## [WHAT THE TASK REQUIRES]
Do not carry the pictures over; copy every other part of the entries exactly.

Photo-based point labeling data:
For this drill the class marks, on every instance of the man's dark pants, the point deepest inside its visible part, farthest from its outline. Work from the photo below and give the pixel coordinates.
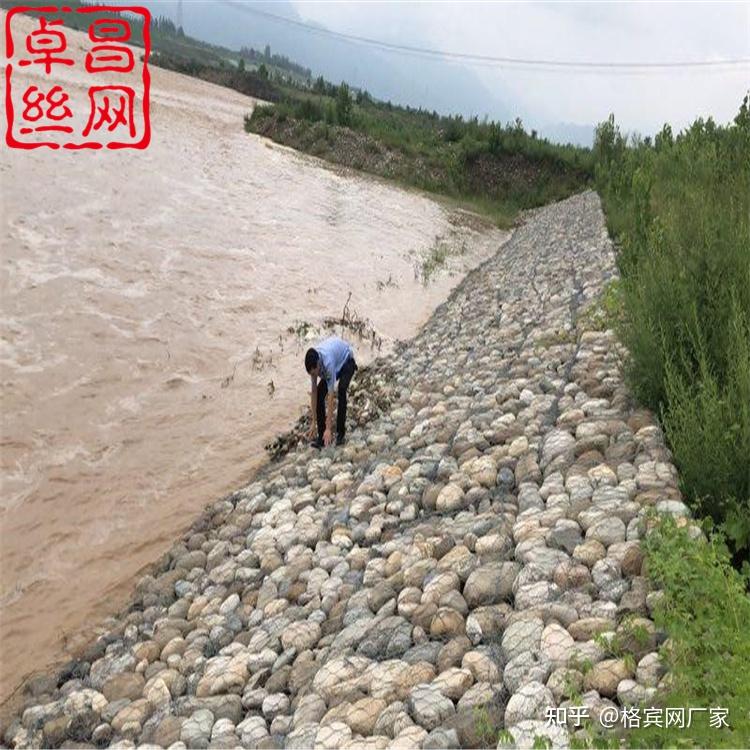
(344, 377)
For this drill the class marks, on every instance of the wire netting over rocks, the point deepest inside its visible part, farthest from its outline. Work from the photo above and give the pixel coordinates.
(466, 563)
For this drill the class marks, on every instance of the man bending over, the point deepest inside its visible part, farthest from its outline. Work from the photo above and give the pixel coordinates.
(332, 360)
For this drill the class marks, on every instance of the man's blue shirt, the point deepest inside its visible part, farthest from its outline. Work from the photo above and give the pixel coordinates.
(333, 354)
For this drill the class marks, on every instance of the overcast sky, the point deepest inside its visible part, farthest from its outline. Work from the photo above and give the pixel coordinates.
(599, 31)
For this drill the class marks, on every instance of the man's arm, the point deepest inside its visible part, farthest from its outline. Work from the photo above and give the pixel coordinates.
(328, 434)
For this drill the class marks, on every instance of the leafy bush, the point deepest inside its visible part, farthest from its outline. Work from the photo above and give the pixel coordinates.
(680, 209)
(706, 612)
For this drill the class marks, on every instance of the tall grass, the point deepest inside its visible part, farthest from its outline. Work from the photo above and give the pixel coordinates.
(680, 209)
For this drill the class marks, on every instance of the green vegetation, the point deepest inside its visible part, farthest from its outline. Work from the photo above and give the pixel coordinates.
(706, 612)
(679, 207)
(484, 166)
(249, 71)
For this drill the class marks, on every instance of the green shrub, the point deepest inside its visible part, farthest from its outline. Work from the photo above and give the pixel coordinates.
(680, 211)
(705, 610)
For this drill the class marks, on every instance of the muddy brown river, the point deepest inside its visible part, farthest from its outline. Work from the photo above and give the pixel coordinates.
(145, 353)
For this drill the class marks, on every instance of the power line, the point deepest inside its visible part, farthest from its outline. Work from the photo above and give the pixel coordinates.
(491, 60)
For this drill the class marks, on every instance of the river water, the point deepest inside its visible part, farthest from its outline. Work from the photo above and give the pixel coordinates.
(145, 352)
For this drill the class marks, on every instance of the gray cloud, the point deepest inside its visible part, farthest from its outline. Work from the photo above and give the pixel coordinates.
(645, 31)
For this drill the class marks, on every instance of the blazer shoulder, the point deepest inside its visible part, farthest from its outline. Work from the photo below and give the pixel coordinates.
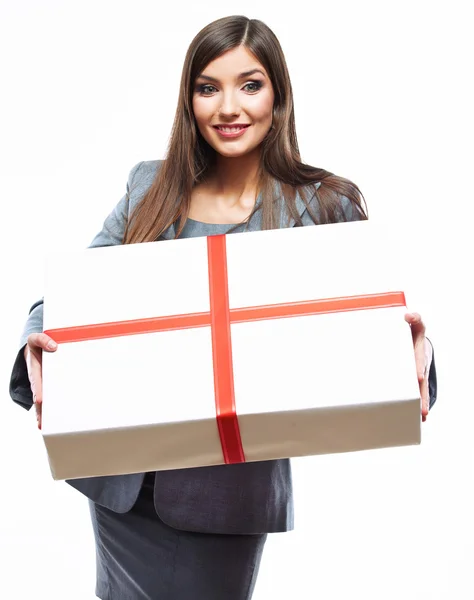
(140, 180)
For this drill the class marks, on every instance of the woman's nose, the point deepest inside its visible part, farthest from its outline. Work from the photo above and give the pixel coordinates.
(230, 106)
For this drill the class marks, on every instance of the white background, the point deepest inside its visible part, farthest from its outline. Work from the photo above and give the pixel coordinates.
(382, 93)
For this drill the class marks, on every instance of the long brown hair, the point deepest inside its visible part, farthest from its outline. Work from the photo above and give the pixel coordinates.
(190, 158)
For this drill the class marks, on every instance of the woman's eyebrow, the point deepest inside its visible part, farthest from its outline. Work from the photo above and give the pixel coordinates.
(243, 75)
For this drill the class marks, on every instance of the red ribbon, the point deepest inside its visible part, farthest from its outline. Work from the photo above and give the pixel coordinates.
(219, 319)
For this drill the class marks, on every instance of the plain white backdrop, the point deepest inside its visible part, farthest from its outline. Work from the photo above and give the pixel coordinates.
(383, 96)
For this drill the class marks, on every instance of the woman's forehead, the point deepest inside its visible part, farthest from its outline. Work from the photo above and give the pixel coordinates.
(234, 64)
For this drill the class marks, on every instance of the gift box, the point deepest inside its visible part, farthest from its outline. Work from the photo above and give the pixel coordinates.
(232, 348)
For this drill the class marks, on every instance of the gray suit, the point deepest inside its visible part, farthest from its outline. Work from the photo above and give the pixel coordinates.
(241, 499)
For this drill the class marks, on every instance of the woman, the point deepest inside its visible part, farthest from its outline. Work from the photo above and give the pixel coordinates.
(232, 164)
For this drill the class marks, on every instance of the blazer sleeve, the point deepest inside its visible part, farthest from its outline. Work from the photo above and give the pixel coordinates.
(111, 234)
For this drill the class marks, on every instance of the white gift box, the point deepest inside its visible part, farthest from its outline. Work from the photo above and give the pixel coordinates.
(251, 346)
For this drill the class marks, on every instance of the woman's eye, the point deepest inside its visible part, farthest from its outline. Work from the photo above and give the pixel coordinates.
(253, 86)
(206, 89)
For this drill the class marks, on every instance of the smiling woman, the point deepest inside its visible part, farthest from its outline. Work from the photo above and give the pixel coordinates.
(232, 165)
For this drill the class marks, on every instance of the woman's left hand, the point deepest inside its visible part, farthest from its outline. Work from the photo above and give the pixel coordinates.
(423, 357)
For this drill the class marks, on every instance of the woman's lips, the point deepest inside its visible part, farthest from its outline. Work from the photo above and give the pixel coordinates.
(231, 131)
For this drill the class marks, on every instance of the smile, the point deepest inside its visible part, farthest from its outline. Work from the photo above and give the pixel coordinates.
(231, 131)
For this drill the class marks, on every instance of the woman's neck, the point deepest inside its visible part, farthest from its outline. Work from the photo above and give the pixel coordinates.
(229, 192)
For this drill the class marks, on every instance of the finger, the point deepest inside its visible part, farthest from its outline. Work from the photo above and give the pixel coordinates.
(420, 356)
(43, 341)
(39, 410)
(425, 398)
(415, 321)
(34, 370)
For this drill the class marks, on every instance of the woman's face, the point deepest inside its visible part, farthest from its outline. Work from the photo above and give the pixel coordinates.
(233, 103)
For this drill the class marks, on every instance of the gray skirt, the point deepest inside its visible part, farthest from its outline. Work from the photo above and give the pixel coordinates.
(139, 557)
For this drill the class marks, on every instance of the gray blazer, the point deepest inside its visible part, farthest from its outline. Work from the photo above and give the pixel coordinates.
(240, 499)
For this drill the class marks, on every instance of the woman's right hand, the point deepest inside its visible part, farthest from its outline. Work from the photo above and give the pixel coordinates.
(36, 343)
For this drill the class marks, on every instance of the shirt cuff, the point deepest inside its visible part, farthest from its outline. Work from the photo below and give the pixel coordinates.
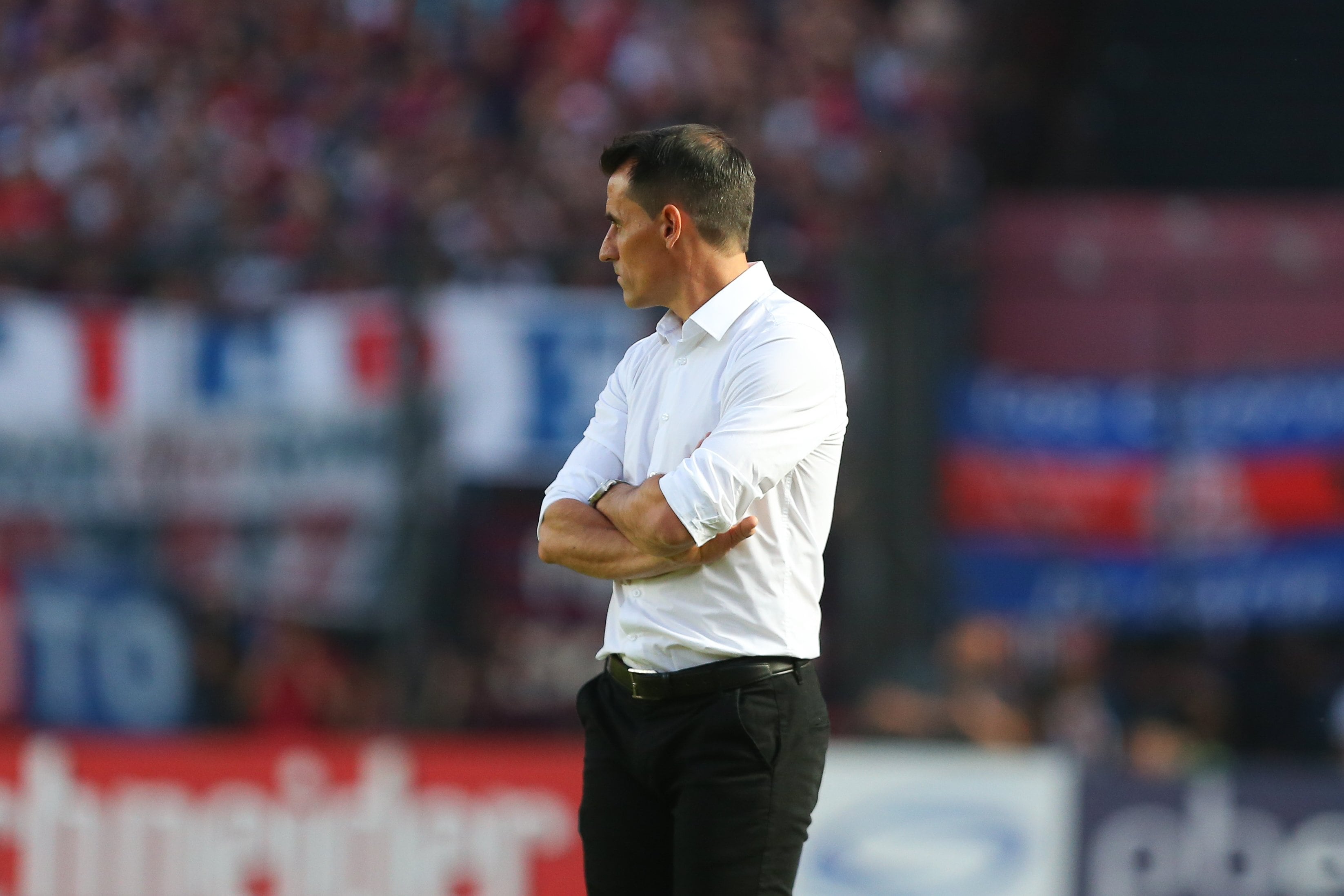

## [EXERCISE ANSWER]
For this drill the class marks, on every instance of the man's dark pants, the point deepest inside its visible part, farthest from its outline. Work from the photo below and give the pixel coordinates.
(344, 377)
For this drill the class marks, on every instance of the wire netting over rocks, the point deepest inside its visible part, farthest from its outline. Work from the photo above and give the pixel coordinates.
(466, 563)
For this drill the class marks, on every instance of the man bending over, the point deepest inside its visible part, farthest from its outline. Work from the photo above and give the pixel coordinates.
(332, 360)
For this drill the class marks, on every instance of the man's blue shirt, the point deepest inside its visible part, farthest from its outline. Work from the photo above and give the pixel coordinates.
(333, 354)
For this drill the class marks, on every instance of the overcast sky, the point deepest inside its visible part, farthest from its outline. Work from the photo above and give the pixel coordinates.
(599, 31)
For this drill the class marks, on every instance of the man's arm, the point deepest inside its visible part, farthest from its outline. Work from the photo above and give the pixel coordinates.
(328, 434)
For this drill the class marks, on every instance of the leafy bush, the point deepest inside its visible part, farthest from its outline. Work from the photo above and give the pixel coordinates.
(680, 209)
(706, 612)
For this drill the class marks, on every instance of the tall grass, the point deepest inside its visible part, farthest from its outline. Work from the photo above and give the pixel coordinates.
(680, 209)
For this drill the class marks, on every instance of the green vegetation, the point deepest inside its visible part, farthest from its outline. Work from the photo above and give the pixel coordinates.
(706, 612)
(679, 207)
(484, 166)
(249, 71)
For this drill the class marks, on every instance of the green shrub, the point deepest inside its visible part, farthest from its outline. Work from the photo above and give the pixel coordinates.
(680, 211)
(705, 610)
For this drill the class marks, on every instance of the muddy brown river, the point deepest inside its visible part, farthest from its outline. Work from the photo above and give the pixel coordinates.
(145, 353)
For this drill the class marks, on every instance of the power line, the point deepest inside its visible part, farthest from its outline. Work from the photo above and give the pixel coordinates.
(491, 60)
For this drill the class marks, on every instance of the river water, the point deepest inside its visible part, farthest from its outline. Work from the photo above and give the pixel coordinates.
(145, 352)
For this drill the class marks, on every instance of the gray cloud, the point deepest inside its visible part, farthest from its outline. Work from the photo above and give the pixel coordinates.
(645, 31)
For this drill the class marks, on every instance of the blazer shoulder, the point deepest inside its visible part, farthest from its outline. Work from the photo below and give the pixel coordinates.
(140, 180)
For this drill the class marks, on every instance of the woman's nose, the point deepest inside its visible part, farthest from its outline. Work from the photo above and give the pixel coordinates.
(230, 106)
For this drill the class marks, on every instance of the white background, the point deepest inside its visible part, farthest from its outline. Work from the photo above and give the pixel coordinates.
(382, 93)
For this drill the class marks, on every instance of the long brown hair, the point deepest inside its visible part, farthest from its outline. Work from the photo above and give the pixel coordinates.
(190, 158)
For this drill the class marks, on every instance of the woman's eyebrow, the point deepest inside its visible part, farthest from its outline. Work from the photo above and give the pixel coordinates.
(243, 75)
For this drill the class marks, on every instance of the red ribbon, the point deepest inside its visible part, farthest from its outline. Work from the photo above and give the pixel coordinates.
(219, 319)
For this drill the class marks, on every instance of the plain white backdrop, the point deepest inside its visible part, farthest from its outline. Work from the photo above and give the pixel coordinates.
(383, 96)
For this drill the class marks, on every instance of the woman's forehead, the point deepest inside its visible part, farthest from its outline. Work from the photo above and give the pixel coordinates.
(234, 64)
For this drill the class marks, on every instance of the gift box, the point deepest inside its visible part, farthest from its outline. Work from the photo above and give the pixel coordinates.
(232, 348)
For this drill the class marks, on every instance of the gray suit, the point deepest inside its visible part, farthest from its outline. Work from the photo above and give the pixel coordinates.
(241, 499)
For this drill the class marks, on every instance of the woman, the point deepest inside its visible part, farthest from its outline. Work from the photo above and give the pixel coordinates.
(232, 164)
For this drill the class marks, on every instance of the blazer sleeve, the point deepest inside its visible part, farthest from its outline. Work from the photo above and give the pixel coordinates.
(111, 234)
For this drill the class marks, on every instance of the white gift box, the point deepest inside its visible part, farthest from its outline. Work from the photo above and give the pixel coordinates.
(251, 346)
For this drill the class marks, on every instance of the woman's eye, the point deepest inside its visible part, farthest from its outline. Work from the photo above and give the pixel coordinates.
(253, 86)
(206, 89)
For this drill the class marks, on every instance of the smiling woman, the point deepest inside its visible part, farthest from its outline. Work from the photo above and give the pixel coordinates.
(232, 165)
For this drill the class marks, on every instance of the woman's left hand, the point deepest inside its visible part, farthest from its outline. Work from the photo above and give the pixel coordinates.
(423, 357)
For this drill the class marks, on every instance of the woman's lips, the point deepest inside its visible part, farthest from its outline. Work from the photo above and give the pixel coordinates.
(231, 131)
For this drill the class marks, on every instance of the smile, the point deepest inside its visible part, farthest from its outline. Work from the photo above and give the pixel coordinates.
(231, 131)
For this drill the class marks, on every instance of the woman's neck, the point deepest inside its visible part, farthest from its outline. Work from the photo above and give the pixel coordinates.
(229, 192)
For this drill the class marks, on every instance of the finger, the point deepest inside its visible part, farthest from its outline. Work from the photo above and give the pixel coordinates.
(420, 356)
(43, 341)
(39, 410)
(425, 398)
(415, 321)
(34, 370)
For this drill the class marks, on every instance of the woman's face, the point deepest inside its visible part, farthest from its outline. Work from the photo above and give the pixel coordinates.
(233, 103)
For this drill the class marks, on every instance of the gray skirt, the point deepest inside its visible part, farthest from its outline. Work from the photo above and give the pixel coordinates.
(139, 557)
For this drill the class marks, on every instance of the gray blazer, the point deepest inside its visible part, farthest from its outline. Work from the photo above and give the pixel coordinates.
(240, 499)
For this drill the class marks, on every instance of the woman's right hand, the point deepest inside its visible part, farthest from its outline. Work from the photo above and give the pixel coordinates.
(36, 343)
For this drill the class marks, on every instance of the shirt cuff, the point deepest inside its visible part, farthest from its outline. Work from the photo below and give the pixel coordinates.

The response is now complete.